-- Start Data for processing --
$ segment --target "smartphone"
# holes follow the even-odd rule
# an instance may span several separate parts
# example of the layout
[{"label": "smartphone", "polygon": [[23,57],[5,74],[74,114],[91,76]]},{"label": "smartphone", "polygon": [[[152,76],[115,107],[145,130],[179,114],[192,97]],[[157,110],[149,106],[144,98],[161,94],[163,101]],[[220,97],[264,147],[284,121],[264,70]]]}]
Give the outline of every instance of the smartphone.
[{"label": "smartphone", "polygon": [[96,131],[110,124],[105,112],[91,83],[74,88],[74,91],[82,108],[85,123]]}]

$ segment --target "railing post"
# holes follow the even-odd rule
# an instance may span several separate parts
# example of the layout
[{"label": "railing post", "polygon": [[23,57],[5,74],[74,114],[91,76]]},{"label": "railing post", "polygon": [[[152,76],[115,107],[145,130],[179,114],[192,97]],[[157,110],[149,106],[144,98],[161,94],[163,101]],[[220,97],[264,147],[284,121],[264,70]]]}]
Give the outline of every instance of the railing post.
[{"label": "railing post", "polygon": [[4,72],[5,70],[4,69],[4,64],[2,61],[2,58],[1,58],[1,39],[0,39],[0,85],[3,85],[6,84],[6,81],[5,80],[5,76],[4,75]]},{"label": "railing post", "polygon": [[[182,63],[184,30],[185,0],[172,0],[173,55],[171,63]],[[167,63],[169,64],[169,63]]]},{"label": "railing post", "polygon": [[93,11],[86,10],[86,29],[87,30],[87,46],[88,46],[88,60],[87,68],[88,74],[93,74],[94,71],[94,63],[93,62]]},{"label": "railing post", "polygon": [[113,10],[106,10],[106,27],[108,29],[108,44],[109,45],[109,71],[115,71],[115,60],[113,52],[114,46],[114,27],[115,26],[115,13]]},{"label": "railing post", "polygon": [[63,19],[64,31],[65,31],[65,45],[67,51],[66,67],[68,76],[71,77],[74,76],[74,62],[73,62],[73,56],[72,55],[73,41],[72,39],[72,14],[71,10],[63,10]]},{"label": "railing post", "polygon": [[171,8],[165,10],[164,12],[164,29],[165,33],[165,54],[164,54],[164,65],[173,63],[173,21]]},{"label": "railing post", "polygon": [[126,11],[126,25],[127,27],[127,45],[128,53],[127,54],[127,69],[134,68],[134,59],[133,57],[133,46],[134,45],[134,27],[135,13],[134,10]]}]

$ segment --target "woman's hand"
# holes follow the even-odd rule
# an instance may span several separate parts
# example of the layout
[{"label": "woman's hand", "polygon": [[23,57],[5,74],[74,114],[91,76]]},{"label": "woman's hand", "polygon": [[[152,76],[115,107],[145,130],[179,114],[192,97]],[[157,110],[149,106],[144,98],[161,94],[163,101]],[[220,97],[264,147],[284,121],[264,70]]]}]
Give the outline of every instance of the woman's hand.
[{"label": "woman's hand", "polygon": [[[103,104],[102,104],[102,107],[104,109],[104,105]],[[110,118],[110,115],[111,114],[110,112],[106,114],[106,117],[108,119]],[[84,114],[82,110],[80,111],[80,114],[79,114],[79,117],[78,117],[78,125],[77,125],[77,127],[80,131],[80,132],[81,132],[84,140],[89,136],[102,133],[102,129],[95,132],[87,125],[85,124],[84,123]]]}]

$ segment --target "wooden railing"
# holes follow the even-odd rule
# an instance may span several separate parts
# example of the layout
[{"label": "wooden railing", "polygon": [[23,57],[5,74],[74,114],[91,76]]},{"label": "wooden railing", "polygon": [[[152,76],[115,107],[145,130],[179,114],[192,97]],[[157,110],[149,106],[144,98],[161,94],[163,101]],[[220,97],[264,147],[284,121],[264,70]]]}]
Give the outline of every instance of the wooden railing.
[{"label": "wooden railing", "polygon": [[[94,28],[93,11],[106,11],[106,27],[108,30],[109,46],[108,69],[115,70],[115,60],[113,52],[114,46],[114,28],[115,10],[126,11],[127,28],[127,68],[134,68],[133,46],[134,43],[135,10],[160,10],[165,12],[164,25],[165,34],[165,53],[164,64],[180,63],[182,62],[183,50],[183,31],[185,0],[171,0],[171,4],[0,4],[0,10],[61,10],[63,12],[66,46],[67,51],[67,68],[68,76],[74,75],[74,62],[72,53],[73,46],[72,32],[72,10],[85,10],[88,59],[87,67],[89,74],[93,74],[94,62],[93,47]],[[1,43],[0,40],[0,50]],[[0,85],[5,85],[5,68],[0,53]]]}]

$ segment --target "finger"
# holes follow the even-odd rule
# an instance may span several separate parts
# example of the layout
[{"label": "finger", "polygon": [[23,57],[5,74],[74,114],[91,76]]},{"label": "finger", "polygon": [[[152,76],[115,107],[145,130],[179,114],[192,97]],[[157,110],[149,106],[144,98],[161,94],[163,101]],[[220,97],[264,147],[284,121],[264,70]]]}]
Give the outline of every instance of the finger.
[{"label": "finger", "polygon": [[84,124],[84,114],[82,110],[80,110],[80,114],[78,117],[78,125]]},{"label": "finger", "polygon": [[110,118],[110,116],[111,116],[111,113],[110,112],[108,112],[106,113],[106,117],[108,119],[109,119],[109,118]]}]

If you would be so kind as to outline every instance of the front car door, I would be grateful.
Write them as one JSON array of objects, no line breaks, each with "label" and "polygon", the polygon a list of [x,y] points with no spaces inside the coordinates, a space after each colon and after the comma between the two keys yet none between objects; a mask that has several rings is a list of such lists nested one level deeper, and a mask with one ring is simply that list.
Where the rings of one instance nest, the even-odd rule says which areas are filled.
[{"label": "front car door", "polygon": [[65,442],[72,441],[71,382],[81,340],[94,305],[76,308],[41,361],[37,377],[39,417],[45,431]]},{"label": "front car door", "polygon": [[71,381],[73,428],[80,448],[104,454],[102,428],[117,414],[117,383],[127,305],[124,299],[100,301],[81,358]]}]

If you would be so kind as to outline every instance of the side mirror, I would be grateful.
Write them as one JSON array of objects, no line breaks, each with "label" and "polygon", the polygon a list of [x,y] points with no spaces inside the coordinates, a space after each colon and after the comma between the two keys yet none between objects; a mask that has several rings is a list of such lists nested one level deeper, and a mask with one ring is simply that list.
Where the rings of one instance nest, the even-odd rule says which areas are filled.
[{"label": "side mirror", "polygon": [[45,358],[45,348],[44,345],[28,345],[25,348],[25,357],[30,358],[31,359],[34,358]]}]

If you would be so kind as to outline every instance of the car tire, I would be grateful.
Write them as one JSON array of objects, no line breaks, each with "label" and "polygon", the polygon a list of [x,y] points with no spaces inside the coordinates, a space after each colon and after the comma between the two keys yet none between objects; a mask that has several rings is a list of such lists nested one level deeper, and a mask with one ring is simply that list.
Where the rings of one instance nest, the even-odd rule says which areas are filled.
-- End Data for processing --
What is asked: Arrange the lines of all the records above as a JSON list of strings, with one string for each line and the blank lines left out.

Complete answer:
[
  "$ segment --target \"smartphone\"",
  "# holes follow the even-odd rule",
  "# an instance may span several separate parts",
  "# example of the layout",
  "[{\"label\": \"smartphone\", \"polygon\": [[23,57],[5,74],[74,114],[91,76]]},{\"label\": \"smartphone\", \"polygon\": [[[152,76],[115,107],[145,130],[179,114],[192,97]],[[157,110],[149,106],[144,98],[161,94],[163,101]],[[220,97],[264,147],[284,121],[264,70]]]}]",
  "Give the outline of every instance of the smartphone.",
  "[{\"label\": \"smartphone\", \"polygon\": [[96,131],[110,124],[105,112],[91,83],[74,88],[74,91],[82,108],[85,123]]}]",
  "$ segment --target \"railing post\"",
  "# holes follow the even-odd rule",
  "# an instance may span several separate parts",
  "# example of the layout",
  "[{\"label\": \"railing post\", \"polygon\": [[23,57],[5,74],[74,114],[91,76]]},{\"label\": \"railing post\", \"polygon\": [[[152,76],[115,107],[145,130],[179,114],[192,97]],[[157,110],[149,106],[144,98],[161,94],[163,101]],[[220,97],[264,147],[284,121],[264,70]]]}]",
  "Give the outline of every instance of the railing post.",
  "[{\"label\": \"railing post\", \"polygon\": [[4,72],[5,70],[4,69],[4,64],[2,61],[2,58],[1,58],[1,39],[0,39],[0,85],[3,85],[6,84],[6,81],[5,80],[5,76],[4,75]]},{\"label\": \"railing post\", \"polygon\": [[[182,63],[184,30],[185,0],[172,0],[173,55],[171,63]],[[167,63],[169,64],[169,63]]]},{\"label\": \"railing post\", \"polygon\": [[93,11],[86,10],[86,29],[87,30],[87,46],[88,46],[88,60],[87,68],[88,74],[93,74],[94,71],[94,63],[93,62]]},{\"label\": \"railing post\", \"polygon\": [[113,10],[106,10],[106,27],[108,29],[108,44],[109,45],[109,71],[115,71],[115,60],[113,52],[114,46],[114,27],[115,26],[115,13]]},{\"label\": \"railing post\", \"polygon\": [[63,19],[64,31],[65,31],[65,45],[67,51],[66,67],[68,76],[71,77],[74,76],[74,62],[73,62],[73,56],[72,55],[73,41],[72,39],[72,14],[71,10],[63,10]]},{\"label\": \"railing post\", \"polygon\": [[171,8],[165,10],[164,12],[164,29],[165,33],[165,54],[164,54],[164,65],[173,63],[173,21]]},{\"label\": \"railing post\", \"polygon\": [[126,11],[126,25],[127,27],[127,45],[128,53],[127,54],[127,69],[134,68],[134,59],[133,57],[133,46],[134,45],[134,27],[135,13],[134,10]]}]",
  "$ segment --target \"woman's hand\"",
  "# holes follow the even-odd rule",
  "# an instance may span several separate parts",
  "# example of the layout",
  "[{\"label\": \"woman's hand\", \"polygon\": [[23,57],[5,74],[74,114],[91,76]]},{\"label\": \"woman's hand\", \"polygon\": [[[152,76],[115,107],[145,130],[179,114],[192,97]],[[157,110],[149,106],[144,98],[161,94],[163,101]],[[220,97],[264,147],[284,121],[264,70]]]}]",
  "Give the outline of every instance of the woman's hand.",
  "[{\"label\": \"woman's hand\", \"polygon\": [[[103,104],[102,104],[102,107],[104,109],[104,105]],[[110,118],[110,115],[111,114],[110,112],[106,114],[106,117],[108,119]],[[84,114],[82,110],[80,111],[80,114],[79,114],[79,117],[78,117],[78,125],[77,125],[77,127],[80,131],[80,132],[81,132],[84,140],[89,136],[102,133],[102,129],[95,132],[87,125],[85,124],[84,123]]]}]",
  "$ segment --target \"wooden railing\"",
  "# holes follow the even-odd rule",
  "# an instance may span several separate parts",
  "# example of the layout",
  "[{\"label\": \"wooden railing\", \"polygon\": [[23,57],[5,74],[74,114],[91,76]]},{\"label\": \"wooden railing\", \"polygon\": [[[152,76],[115,107],[145,130],[179,114],[192,97]],[[157,110],[149,106],[144,98],[161,94],[163,101]],[[220,97],[264,147],[284,121],[264,70]]]}]",
  "Give the outline of every instance of the wooden railing.",
  "[{\"label\": \"wooden railing\", \"polygon\": [[[94,28],[93,11],[106,11],[106,27],[108,30],[109,46],[108,69],[115,70],[115,60],[113,52],[114,46],[114,28],[115,10],[126,11],[127,28],[127,68],[134,68],[133,46],[134,43],[135,10],[160,10],[165,12],[164,25],[165,34],[165,53],[164,64],[180,63],[182,62],[183,50],[183,31],[185,0],[171,0],[171,4],[0,4],[0,10],[61,10],[63,12],[66,46],[67,51],[67,68],[68,76],[74,75],[74,62],[72,53],[73,46],[72,32],[72,10],[85,10],[88,59],[87,67],[89,74],[93,74],[94,62],[93,47]],[[1,43],[0,40],[0,50]],[[0,85],[5,85],[5,68],[0,53]]]}]",
  "$ segment --target \"finger\"",
  "# holes follow the even-odd rule",
  "# an instance may span several separate parts",
  "# example of the layout",
  "[{\"label\": \"finger\", \"polygon\": [[23,57],[5,74],[74,114],[91,76]]},{\"label\": \"finger\", \"polygon\": [[[152,76],[115,107],[145,130],[179,114],[192,97]],[[157,110],[149,106],[144,98],[161,94],[163,101]],[[220,97],[264,147],[284,121],[264,70]]]}]",
  "Give the outline of every instance of the finger.",
  "[{\"label\": \"finger\", \"polygon\": [[84,124],[84,114],[82,110],[80,110],[80,114],[78,117],[78,125]]},{\"label\": \"finger\", \"polygon\": [[110,118],[110,116],[111,116],[111,113],[110,112],[108,112],[106,113],[106,117],[108,119],[109,119],[109,118]]}]",
  "If you would be so kind as to outline every instance of the front car door, I would be grateful.",
  "Write them as one JSON array of objects, no line breaks, each with \"label\" and \"polygon\", the polygon a list of [x,y] points with no spaces inside the coordinates, a space after each colon and after the comma between the two keys yet none between objects; a mask that has several rings is a list of such lists nested one level deeper, and a mask with one ring is simply that list.",
  "Where the rings of one instance nest, the even-odd rule says which areas are filled.",
  "[{\"label\": \"front car door\", \"polygon\": [[65,442],[72,441],[71,382],[81,340],[94,305],[76,308],[41,361],[37,377],[39,417],[45,431]]},{\"label\": \"front car door\", \"polygon\": [[71,381],[73,428],[80,448],[104,454],[102,428],[117,414],[117,383],[127,305],[124,299],[100,301],[81,358]]}]",
  "If you would be so kind as to outline every instance of the side mirror, I would be grateful.",
  "Write them as one JSON array of objects, no line breaks, each with \"label\" and \"polygon\", the polygon a list of [x,y] points with no spaces inside the coordinates, a space after each colon and after the comma between the two keys yet none between objects; a mask that has several rings is a list of such lists nested one level deeper, and a mask with one ring is simply that list.",
  "Where the rings of one instance nest, the even-odd rule says which areas are filled.",
  "[{\"label\": \"side mirror\", \"polygon\": [[45,358],[45,348],[44,345],[28,345],[25,348],[25,357],[30,358],[31,359],[34,358]]}]",
  "If you would be so kind as to outline every instance of the car tire, I would be grateful.",
  "Write them as one JSON array of objects, no line breaks, each with \"label\" and \"polygon\", the polygon a list of [x,y] points with no spaces inside the coordinates, a space after each colon and after the comma between the two keys yet none between objects; a mask that has several rings is a list of such lists nested one level deeper, and a mask with one ring is simply that list.",
  "Where the rings of one instance nest, the even-odd rule says which areas are filled."
]